## start Material for the task
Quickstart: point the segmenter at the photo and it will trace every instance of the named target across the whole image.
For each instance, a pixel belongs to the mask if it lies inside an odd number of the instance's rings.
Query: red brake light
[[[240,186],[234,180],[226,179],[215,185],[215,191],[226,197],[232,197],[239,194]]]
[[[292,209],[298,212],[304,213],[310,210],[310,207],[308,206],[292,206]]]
## end Material for the task
## What to produce
Can you return every row above word for word, without changing anything?

## Response for this exercise
Quickstart: point the segmenter at the photo and it will trace every instance of the named target across the whole image.
For each instance, a pixel belongs to the mask if it lies inside an odd number of the instance's rings.
Query: red brake light
[[[240,186],[234,180],[226,179],[215,185],[215,191],[226,197],[232,197],[239,194]]]
[[[292,209],[298,212],[304,213],[310,210],[310,207],[308,206],[292,206]]]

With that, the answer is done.